- Exercise
Find and copy every line in the records that contains the string "groom".
○ ○ ○
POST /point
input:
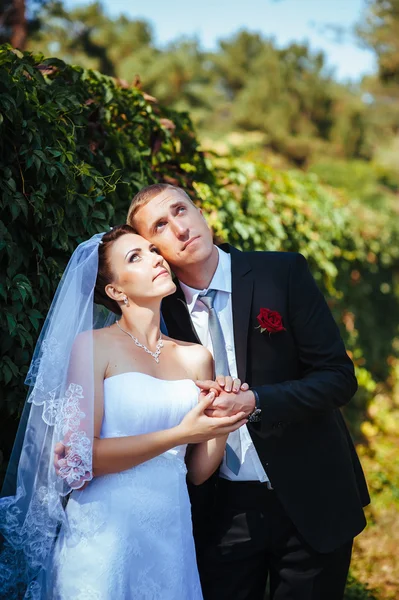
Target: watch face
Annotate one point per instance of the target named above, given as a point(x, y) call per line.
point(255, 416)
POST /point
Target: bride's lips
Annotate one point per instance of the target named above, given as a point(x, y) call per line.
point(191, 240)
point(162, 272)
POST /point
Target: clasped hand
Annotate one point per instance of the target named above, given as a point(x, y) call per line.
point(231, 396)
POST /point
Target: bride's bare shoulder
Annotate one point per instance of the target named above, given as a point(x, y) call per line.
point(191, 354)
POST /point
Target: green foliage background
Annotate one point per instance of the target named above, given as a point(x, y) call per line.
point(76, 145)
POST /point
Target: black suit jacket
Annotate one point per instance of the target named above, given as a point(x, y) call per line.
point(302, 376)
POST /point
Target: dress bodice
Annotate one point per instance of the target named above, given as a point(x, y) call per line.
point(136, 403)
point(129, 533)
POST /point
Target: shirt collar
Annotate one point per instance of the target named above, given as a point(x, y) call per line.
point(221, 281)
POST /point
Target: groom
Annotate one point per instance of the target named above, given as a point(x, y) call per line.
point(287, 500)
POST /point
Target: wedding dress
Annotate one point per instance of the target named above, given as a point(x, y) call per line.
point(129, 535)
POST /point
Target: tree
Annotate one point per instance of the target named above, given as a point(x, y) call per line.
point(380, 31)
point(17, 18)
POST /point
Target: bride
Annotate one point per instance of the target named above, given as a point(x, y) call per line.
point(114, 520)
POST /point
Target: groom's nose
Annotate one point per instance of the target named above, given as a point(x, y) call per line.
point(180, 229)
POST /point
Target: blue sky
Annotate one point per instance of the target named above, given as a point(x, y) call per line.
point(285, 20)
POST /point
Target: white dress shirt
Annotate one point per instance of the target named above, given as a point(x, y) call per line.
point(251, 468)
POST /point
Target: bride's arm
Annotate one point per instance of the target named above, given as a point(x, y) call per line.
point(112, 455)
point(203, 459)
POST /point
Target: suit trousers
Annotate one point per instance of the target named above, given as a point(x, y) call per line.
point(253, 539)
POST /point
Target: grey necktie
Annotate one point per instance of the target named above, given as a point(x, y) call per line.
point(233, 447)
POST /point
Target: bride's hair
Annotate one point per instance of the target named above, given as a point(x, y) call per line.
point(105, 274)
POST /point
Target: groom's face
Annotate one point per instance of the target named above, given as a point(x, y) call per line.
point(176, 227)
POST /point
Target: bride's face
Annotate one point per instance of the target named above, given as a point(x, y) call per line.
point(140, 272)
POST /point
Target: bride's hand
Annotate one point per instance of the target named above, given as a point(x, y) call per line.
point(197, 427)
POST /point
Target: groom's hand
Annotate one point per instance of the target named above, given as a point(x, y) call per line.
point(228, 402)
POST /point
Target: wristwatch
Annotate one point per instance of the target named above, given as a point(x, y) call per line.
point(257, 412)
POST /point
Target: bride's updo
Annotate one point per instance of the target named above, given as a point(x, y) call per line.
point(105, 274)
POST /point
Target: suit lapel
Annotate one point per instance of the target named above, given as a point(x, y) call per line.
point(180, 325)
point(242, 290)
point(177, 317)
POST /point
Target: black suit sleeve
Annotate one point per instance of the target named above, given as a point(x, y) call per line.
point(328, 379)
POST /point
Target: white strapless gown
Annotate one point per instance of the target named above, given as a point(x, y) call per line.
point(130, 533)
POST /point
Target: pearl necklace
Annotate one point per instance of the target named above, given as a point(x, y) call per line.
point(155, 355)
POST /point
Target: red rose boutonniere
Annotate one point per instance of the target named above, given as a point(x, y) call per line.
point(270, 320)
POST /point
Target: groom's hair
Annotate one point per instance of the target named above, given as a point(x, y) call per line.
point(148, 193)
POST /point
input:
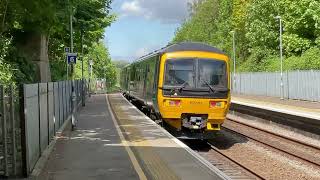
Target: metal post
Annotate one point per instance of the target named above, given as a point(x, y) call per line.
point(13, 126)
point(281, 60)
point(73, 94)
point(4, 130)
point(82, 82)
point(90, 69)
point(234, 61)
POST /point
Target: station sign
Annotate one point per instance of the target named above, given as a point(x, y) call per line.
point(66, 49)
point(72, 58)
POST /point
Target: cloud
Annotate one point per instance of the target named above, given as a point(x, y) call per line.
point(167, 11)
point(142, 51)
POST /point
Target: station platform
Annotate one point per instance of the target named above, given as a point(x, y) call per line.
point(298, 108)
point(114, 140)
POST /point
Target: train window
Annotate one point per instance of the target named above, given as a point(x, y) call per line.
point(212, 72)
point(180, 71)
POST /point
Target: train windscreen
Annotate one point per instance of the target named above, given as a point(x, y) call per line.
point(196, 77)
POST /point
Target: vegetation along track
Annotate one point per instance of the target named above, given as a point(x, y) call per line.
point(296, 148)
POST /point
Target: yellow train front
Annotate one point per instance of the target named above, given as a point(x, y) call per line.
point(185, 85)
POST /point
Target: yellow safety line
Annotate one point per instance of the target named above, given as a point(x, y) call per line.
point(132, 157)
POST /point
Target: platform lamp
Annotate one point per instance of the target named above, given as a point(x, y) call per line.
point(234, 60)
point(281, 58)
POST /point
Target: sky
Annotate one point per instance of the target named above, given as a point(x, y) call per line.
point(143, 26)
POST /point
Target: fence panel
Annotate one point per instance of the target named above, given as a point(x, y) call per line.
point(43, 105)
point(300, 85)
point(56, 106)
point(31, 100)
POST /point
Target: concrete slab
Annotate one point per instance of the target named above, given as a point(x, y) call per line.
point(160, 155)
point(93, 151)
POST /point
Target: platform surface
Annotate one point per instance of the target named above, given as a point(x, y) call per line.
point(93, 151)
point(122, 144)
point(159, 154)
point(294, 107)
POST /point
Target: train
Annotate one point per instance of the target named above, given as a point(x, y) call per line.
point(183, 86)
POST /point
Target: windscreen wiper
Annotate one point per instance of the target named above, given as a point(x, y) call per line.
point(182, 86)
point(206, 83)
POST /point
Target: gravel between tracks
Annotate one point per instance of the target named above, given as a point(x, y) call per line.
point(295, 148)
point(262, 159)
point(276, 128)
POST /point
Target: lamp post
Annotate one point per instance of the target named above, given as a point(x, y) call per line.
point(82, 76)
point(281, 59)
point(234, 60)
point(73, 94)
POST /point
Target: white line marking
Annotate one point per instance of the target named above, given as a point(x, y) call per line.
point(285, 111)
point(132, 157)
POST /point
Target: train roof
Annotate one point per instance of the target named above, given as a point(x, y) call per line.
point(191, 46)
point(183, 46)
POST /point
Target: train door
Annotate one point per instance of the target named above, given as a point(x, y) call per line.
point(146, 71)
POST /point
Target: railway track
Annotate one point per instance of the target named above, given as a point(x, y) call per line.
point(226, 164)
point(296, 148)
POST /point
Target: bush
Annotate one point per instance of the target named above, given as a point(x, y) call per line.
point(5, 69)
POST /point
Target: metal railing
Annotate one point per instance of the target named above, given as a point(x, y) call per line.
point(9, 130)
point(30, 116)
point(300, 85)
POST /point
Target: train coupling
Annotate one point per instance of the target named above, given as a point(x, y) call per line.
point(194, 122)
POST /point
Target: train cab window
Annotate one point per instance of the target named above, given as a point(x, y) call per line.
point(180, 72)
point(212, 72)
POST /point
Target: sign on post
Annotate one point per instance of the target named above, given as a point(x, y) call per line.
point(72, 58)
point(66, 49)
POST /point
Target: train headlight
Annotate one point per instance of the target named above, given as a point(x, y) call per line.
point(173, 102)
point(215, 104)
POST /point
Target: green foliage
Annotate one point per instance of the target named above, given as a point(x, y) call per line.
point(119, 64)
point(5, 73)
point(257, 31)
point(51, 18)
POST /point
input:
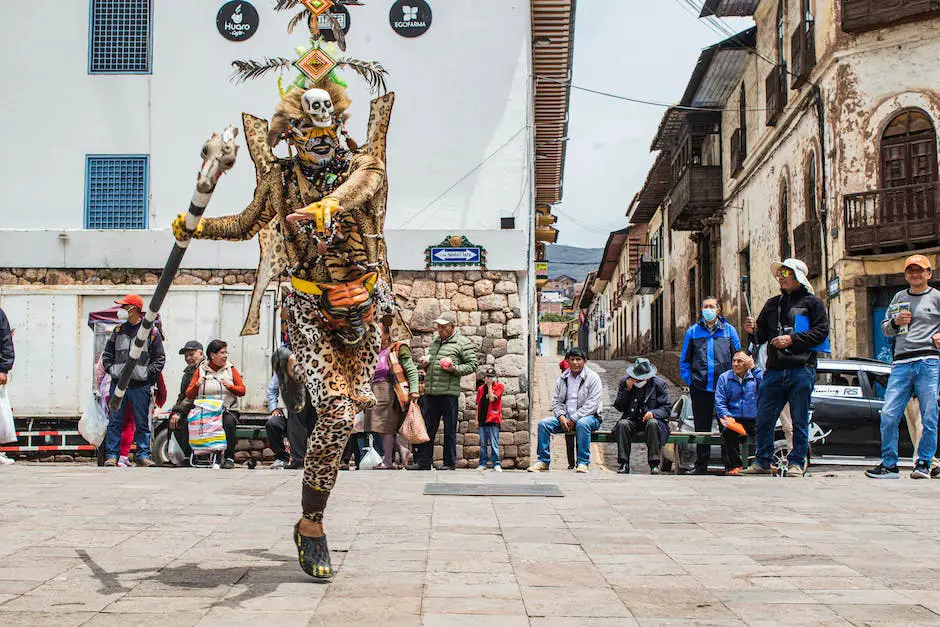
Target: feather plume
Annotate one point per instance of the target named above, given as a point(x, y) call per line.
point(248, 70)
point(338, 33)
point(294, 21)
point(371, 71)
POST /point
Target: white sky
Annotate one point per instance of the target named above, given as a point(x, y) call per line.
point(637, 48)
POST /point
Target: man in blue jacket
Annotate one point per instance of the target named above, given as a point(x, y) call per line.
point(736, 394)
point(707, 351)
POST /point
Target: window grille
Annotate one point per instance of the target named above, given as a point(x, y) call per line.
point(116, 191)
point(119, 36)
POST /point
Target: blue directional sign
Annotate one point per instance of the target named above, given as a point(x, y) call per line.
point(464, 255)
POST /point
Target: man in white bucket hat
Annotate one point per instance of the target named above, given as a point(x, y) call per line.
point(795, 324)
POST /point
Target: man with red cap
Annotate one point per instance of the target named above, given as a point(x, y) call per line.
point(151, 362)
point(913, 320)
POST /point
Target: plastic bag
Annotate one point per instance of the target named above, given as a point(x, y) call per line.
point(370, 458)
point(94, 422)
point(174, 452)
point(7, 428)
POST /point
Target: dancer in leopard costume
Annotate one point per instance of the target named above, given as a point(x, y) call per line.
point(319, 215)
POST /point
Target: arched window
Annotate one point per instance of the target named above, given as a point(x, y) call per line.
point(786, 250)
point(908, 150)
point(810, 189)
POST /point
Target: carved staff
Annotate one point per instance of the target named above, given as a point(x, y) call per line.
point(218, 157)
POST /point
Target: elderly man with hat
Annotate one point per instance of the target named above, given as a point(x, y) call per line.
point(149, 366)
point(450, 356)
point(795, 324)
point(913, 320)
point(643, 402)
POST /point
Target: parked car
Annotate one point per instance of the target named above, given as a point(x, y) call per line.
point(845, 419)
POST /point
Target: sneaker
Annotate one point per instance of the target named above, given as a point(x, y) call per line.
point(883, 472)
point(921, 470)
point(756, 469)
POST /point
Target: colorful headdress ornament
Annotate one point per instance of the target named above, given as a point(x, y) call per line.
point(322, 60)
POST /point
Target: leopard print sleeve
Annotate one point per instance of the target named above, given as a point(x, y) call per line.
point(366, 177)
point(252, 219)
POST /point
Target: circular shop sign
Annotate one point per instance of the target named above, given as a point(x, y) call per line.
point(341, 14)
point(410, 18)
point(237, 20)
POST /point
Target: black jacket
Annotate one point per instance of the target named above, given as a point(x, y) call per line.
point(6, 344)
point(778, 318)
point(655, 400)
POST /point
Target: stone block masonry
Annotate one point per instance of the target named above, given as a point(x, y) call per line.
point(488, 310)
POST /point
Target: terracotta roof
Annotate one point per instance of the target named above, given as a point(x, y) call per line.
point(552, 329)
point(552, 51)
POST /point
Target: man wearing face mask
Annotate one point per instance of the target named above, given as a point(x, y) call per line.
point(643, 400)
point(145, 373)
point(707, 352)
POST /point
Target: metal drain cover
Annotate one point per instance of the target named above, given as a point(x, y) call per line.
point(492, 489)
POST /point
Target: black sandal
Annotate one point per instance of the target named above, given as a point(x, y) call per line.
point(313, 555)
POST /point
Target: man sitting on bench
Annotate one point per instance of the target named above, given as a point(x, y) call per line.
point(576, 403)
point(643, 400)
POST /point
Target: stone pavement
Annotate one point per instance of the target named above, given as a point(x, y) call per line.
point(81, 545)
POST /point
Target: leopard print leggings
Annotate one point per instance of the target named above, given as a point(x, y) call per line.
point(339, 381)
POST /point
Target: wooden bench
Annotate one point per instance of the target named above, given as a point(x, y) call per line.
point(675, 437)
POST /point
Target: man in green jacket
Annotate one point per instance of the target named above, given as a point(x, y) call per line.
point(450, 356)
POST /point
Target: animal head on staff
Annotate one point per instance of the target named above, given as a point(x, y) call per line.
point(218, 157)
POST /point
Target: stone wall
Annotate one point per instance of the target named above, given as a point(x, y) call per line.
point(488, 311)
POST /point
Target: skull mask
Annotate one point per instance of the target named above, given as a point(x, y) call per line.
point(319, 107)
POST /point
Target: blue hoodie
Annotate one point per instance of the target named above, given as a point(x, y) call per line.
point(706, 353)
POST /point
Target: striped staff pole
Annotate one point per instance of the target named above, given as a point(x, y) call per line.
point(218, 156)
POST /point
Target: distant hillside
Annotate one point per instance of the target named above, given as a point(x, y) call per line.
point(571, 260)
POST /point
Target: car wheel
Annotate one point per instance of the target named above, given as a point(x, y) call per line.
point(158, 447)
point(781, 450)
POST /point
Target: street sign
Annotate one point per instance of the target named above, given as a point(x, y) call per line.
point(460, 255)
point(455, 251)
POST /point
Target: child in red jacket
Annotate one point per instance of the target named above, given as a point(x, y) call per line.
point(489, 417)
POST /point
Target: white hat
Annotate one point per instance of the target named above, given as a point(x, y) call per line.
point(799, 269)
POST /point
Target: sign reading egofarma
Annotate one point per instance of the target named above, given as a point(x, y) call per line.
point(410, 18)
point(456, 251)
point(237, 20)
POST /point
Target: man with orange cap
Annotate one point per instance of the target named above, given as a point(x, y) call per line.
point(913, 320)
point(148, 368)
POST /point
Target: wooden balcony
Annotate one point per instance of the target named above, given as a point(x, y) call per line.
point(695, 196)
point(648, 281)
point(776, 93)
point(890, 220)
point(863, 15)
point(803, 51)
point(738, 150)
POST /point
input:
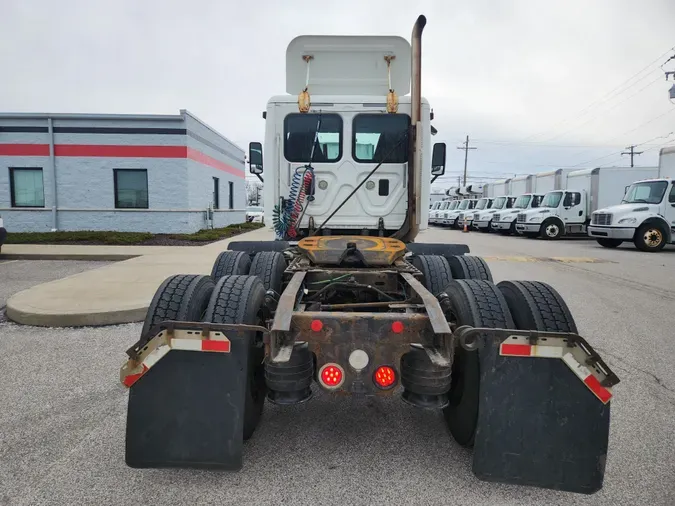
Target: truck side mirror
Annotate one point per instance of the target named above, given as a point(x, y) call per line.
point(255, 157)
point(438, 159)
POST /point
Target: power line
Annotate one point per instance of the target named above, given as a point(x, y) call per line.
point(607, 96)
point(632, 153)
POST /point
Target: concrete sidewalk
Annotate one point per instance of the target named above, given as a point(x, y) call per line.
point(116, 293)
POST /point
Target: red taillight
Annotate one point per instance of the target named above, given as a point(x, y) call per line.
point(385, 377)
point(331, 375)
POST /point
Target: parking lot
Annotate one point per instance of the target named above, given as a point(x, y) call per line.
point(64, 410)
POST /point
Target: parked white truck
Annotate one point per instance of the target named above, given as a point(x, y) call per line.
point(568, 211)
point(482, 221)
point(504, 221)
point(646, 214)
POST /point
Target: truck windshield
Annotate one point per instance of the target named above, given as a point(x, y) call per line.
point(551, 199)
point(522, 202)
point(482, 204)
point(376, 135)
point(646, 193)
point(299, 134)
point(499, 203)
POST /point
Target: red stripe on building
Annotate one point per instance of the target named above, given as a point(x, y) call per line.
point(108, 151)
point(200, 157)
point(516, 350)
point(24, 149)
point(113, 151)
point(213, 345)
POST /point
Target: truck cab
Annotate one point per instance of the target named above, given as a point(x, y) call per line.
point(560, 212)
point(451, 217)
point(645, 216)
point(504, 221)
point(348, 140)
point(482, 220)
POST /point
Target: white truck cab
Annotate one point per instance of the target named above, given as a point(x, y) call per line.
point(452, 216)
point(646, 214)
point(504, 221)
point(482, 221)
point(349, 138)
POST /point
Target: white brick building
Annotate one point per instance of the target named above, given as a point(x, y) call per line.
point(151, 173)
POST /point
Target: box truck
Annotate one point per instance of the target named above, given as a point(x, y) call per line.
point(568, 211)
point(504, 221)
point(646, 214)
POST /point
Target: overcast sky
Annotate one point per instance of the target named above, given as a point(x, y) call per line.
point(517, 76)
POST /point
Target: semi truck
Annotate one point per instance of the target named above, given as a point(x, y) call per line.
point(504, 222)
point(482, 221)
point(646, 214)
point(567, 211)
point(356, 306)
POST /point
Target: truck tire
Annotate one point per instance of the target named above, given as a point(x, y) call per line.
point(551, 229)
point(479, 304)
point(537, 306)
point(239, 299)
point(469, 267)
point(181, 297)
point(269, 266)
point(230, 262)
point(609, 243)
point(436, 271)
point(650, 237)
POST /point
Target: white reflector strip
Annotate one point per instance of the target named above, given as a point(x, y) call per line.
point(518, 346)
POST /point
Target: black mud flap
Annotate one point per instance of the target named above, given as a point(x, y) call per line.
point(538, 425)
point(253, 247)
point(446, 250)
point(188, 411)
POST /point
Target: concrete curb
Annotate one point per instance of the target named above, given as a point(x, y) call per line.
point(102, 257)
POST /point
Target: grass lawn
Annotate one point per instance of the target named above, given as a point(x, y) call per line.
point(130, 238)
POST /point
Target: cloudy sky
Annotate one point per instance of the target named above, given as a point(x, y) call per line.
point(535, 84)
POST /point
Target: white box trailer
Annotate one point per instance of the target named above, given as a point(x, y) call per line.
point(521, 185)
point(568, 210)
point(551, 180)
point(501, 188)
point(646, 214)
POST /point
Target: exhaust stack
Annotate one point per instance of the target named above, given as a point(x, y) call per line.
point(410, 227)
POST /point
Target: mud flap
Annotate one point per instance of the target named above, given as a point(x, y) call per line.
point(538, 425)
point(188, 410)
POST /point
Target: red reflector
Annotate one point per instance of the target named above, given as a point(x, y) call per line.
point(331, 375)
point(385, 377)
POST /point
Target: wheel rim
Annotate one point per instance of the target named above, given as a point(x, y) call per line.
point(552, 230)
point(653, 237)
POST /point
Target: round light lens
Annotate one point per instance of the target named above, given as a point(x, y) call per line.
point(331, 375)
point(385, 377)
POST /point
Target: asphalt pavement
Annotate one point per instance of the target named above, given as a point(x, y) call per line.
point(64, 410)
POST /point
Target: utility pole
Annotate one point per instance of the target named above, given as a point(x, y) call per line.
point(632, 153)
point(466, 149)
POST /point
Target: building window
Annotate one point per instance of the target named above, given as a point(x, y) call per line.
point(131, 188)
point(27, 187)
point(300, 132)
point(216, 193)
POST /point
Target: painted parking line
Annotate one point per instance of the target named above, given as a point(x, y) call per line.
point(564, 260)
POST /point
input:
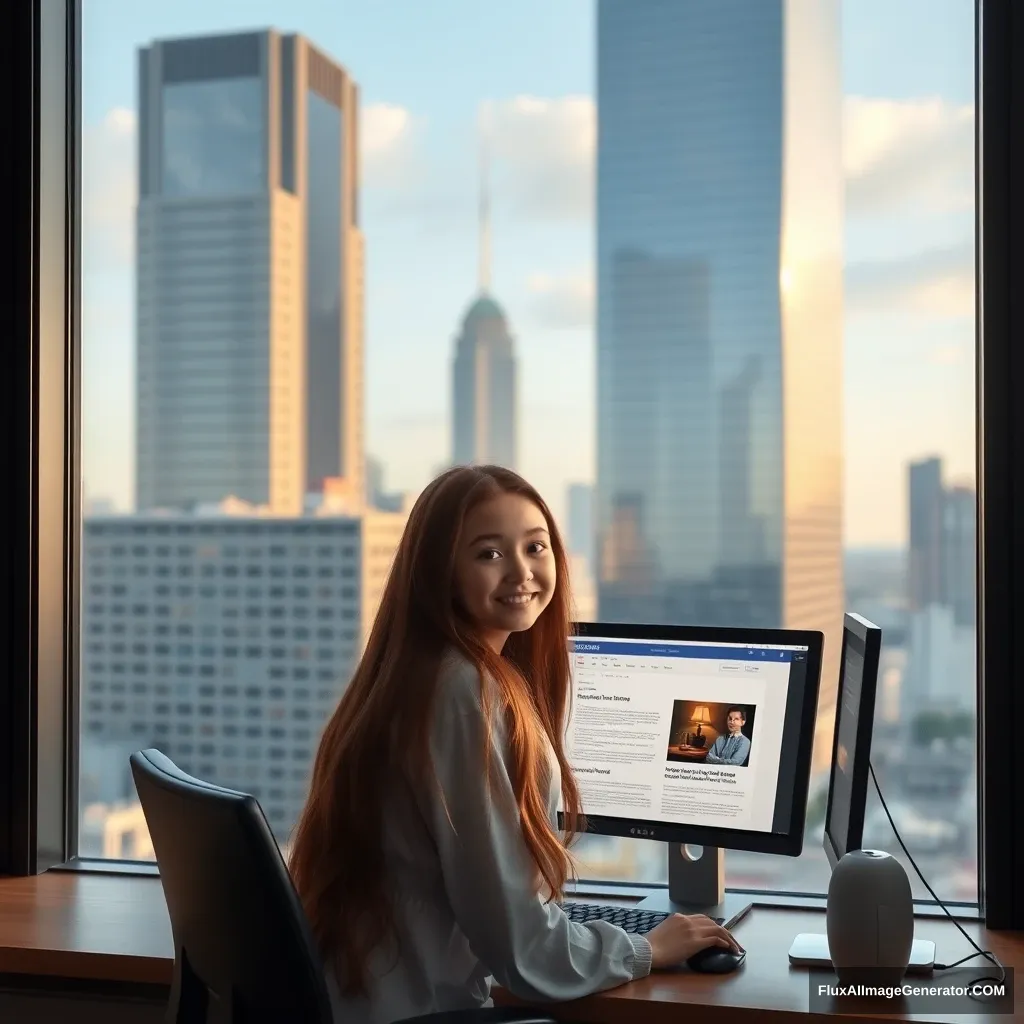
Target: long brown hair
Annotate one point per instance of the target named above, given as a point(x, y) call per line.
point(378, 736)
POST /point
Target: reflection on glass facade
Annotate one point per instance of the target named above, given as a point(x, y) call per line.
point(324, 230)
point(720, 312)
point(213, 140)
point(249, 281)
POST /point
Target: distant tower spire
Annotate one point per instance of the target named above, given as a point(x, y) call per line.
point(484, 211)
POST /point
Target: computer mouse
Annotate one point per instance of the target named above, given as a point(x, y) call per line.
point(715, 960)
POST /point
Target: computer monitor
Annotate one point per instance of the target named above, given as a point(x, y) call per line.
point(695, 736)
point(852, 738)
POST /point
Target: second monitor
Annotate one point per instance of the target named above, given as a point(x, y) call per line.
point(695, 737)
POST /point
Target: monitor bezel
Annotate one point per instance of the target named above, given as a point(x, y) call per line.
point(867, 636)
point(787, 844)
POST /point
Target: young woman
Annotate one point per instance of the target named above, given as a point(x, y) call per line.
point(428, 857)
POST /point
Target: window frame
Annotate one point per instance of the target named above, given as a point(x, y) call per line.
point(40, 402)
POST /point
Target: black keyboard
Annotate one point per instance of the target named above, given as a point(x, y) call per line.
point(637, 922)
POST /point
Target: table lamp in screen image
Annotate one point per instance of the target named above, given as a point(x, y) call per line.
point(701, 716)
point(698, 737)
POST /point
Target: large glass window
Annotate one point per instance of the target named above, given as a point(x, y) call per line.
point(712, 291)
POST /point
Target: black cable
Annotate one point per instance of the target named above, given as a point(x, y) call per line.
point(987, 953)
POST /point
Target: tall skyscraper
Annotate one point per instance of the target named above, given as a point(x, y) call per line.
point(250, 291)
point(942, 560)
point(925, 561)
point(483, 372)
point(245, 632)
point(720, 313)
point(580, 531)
○ ○ ○
- Result
Target: groom
Target: groom's nose
Target: groom's face
Target: groom's hand
Target: groom's hair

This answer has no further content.